**PASSAGE SHOWN**

* * * * *

In the brain, as in certain elegant kinds of architecture, form follows function; understanding how a synapse is put together will tell you what it does and how it works.

A synapse—that minute connection between two brain cells—is thought to comprise several hundred or perhaps even a thousand distinct proteins. The goal of Morgan Sheng's lab is to identify and understand all of them. What is the protein's structure? Where does it fit in the synapse—what does it bind to or support? How is it regulated? What happens if you have more of it, or get rid of it altogether? Who does it talk to? And is it involved in any diseases? As Professor Sheng observes, "The genome is full of bureaucrats"—genetic players who perform some limited work but whose absence would hardly be noticed. The aim is to understand which proteins are critical to the serious work of learning and memory.

Already, the Sheng lab has discovered a specific set of proteins that are physically linked to each other to form the essential architecture of the synapse. Moreover, they discovered that these molecular building blocks move in and out of synapses with amazing dynamism, strengthening and weakening the synaptic connections as they go. Since this synaptic strengthening and weakening is the essential mechanism for storing memories in the brain, Professor Sheng's discovery is crucial step toward understanding how memories are made.

* * * * *

**LIST OF TASKS**
**A.** Answer these from the synapse passage:
(i) How many distinct proteins is a synapse thought to comprise?
(ii) What does Professor Sheng say the genome is full of?
(iii) What does the passage name as the essential mechanism for storing memories in the brain?
**B.** List every question the synapse passage says the lab asks about a protein.
**C.** Write the next paragraph of the synapse passage, starting after its final sentence.
None of the items are needed here.

* * * * *

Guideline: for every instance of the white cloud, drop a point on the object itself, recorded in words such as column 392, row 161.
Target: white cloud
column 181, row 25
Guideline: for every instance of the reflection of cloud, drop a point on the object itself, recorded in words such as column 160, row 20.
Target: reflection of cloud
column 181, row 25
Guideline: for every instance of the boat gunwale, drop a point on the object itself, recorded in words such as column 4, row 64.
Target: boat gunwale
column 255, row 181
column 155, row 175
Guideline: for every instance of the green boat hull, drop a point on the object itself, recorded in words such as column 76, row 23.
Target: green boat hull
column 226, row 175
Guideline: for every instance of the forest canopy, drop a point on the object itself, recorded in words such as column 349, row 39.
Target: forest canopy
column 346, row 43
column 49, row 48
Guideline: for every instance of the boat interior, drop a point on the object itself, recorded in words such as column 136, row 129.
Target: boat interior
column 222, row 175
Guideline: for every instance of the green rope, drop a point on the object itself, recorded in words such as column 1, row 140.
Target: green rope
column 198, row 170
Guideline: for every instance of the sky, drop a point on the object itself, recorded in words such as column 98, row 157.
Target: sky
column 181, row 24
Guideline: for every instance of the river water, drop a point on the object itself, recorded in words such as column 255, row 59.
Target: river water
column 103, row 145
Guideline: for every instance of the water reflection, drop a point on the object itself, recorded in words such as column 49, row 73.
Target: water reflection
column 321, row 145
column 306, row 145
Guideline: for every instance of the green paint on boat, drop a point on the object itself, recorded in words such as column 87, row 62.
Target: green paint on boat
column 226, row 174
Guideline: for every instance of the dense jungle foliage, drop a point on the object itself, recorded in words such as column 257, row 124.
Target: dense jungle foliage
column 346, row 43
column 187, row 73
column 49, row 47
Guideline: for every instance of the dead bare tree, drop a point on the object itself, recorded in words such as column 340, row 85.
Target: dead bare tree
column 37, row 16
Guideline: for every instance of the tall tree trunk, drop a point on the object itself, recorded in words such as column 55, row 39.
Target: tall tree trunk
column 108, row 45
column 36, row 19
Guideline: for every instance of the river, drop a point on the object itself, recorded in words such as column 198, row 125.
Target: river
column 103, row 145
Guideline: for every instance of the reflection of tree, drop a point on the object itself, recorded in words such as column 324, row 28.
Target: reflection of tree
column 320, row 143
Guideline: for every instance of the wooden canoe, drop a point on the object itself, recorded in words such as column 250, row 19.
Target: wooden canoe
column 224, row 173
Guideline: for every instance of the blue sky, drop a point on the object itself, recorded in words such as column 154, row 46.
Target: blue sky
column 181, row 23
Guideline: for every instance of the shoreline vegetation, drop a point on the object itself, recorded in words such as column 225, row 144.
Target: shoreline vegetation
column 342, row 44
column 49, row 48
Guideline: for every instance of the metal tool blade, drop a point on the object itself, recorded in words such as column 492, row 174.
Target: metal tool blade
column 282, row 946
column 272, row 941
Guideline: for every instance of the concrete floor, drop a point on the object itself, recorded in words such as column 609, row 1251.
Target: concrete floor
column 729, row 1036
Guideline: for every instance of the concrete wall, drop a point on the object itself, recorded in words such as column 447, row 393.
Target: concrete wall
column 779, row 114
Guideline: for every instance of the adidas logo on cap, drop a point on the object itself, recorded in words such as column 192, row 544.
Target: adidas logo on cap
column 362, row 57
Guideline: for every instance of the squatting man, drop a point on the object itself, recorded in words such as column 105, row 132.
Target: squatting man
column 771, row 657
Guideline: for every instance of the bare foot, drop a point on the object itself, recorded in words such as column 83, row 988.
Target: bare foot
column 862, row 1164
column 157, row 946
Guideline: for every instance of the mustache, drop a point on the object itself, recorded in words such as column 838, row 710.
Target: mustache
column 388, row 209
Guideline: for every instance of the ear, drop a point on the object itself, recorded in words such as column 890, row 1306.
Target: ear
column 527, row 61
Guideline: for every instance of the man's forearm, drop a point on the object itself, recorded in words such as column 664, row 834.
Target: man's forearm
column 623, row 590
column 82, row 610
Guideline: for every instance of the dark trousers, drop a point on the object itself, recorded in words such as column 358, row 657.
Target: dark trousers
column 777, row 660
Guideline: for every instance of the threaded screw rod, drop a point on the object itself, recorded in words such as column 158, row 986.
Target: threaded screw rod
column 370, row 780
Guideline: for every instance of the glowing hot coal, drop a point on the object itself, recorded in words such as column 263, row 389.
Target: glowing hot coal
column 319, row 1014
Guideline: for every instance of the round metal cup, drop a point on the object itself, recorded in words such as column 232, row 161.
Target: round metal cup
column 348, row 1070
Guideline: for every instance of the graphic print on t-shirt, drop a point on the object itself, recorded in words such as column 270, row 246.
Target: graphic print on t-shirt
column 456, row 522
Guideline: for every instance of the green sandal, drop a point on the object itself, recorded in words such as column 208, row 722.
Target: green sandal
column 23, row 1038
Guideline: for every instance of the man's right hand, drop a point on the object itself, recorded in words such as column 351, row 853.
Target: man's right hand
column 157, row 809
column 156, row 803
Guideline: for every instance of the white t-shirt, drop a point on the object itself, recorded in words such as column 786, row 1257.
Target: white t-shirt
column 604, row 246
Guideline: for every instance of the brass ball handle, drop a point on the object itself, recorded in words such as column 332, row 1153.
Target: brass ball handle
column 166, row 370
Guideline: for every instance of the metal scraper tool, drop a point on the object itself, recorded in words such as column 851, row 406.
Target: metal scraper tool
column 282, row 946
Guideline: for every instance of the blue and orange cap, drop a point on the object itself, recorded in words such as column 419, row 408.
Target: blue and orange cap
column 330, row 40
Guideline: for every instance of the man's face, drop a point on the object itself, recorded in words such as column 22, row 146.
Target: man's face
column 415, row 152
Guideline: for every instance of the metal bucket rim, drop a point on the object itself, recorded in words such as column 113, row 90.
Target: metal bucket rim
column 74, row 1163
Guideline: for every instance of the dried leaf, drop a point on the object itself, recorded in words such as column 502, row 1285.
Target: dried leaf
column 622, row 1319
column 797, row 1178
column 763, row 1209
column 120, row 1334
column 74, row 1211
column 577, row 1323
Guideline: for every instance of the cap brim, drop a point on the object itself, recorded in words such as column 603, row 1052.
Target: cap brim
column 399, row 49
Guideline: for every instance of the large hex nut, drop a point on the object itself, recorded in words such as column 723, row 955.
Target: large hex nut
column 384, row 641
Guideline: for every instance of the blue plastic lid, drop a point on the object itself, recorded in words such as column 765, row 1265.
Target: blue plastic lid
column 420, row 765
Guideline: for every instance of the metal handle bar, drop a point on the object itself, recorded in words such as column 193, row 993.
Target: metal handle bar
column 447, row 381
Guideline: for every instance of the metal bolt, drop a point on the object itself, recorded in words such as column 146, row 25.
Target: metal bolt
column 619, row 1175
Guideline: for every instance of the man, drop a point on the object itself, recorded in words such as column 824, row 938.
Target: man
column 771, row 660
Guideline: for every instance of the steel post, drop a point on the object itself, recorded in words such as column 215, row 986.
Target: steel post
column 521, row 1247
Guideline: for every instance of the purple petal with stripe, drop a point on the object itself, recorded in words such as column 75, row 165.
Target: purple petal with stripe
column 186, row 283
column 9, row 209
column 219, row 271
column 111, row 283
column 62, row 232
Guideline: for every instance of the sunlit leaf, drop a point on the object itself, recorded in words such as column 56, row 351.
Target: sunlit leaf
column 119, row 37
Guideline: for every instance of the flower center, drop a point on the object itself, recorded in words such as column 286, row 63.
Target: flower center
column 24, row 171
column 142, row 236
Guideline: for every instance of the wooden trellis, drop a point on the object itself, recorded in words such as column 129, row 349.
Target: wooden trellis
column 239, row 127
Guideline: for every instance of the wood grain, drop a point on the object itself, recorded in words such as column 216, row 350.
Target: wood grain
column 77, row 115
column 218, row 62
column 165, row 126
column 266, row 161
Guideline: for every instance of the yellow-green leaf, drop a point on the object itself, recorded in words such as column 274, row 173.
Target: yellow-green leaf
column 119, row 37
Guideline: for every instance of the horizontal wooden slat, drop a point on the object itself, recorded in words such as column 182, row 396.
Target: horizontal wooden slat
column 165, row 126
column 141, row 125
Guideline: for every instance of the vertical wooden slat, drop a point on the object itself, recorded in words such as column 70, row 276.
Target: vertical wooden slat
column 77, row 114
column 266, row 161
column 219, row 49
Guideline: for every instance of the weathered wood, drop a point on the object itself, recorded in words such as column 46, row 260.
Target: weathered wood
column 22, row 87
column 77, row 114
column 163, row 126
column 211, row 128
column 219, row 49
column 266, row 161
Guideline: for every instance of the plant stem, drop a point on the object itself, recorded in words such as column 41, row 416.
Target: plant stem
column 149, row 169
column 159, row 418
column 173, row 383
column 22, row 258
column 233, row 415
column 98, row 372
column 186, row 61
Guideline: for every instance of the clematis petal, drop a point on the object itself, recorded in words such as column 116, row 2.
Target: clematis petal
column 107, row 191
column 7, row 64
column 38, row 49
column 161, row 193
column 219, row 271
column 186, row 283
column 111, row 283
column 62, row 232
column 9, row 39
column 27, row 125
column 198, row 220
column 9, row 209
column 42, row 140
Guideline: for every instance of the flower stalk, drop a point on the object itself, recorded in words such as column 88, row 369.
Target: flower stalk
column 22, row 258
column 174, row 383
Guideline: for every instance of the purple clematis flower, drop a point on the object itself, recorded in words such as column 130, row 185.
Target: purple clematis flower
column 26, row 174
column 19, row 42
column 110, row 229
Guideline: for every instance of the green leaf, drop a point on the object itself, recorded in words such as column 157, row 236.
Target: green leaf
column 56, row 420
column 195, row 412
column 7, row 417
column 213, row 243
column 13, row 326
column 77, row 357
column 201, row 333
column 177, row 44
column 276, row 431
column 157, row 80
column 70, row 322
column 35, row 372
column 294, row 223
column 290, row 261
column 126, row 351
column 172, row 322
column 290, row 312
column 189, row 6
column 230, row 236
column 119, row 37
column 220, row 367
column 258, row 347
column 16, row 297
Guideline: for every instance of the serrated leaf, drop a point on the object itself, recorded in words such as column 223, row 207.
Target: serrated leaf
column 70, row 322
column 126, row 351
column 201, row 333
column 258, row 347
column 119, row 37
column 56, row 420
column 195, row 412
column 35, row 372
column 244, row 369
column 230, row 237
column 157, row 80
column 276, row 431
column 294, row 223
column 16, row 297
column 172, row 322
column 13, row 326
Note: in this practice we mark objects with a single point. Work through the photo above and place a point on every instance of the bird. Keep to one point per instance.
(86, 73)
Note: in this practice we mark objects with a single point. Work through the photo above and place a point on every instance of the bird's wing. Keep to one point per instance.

* * * * *

**RESPONSES BY TASK**
**A.**
(i) Several hundred or perhaps even a thousand.
(ii) Bureaucrats.
(iii) Synaptic strengthening and weakening.

**B.**
What is the protein's structure?
Where does it fit in the synapse—what does it bind to or support?
How is it regulated?
What happens if you have more of it, or get rid of it altogether?
Who does it talk to?
And is it involved in any diseases?

**C.**
The lab's progress in decoding the synaptic architecture may also lead to a deeper understanding of how synaptic connections go wrong. For example, the degeneration of synapses is a hallmark of Alzheimer's disease. Schizophrenia may involve a subtler disordering in synaptic development and functioning. In both cases, defects in the proteins that make up the synapses may turn out to be the culprits. And just as crippling diseases like muscular dystrophy are linked to defects in the proteins comprising muscle-cell synapses, a host of psychiatric conditions, from autism to psychosis, may hinge on mutations of synaptic proteins in the brain.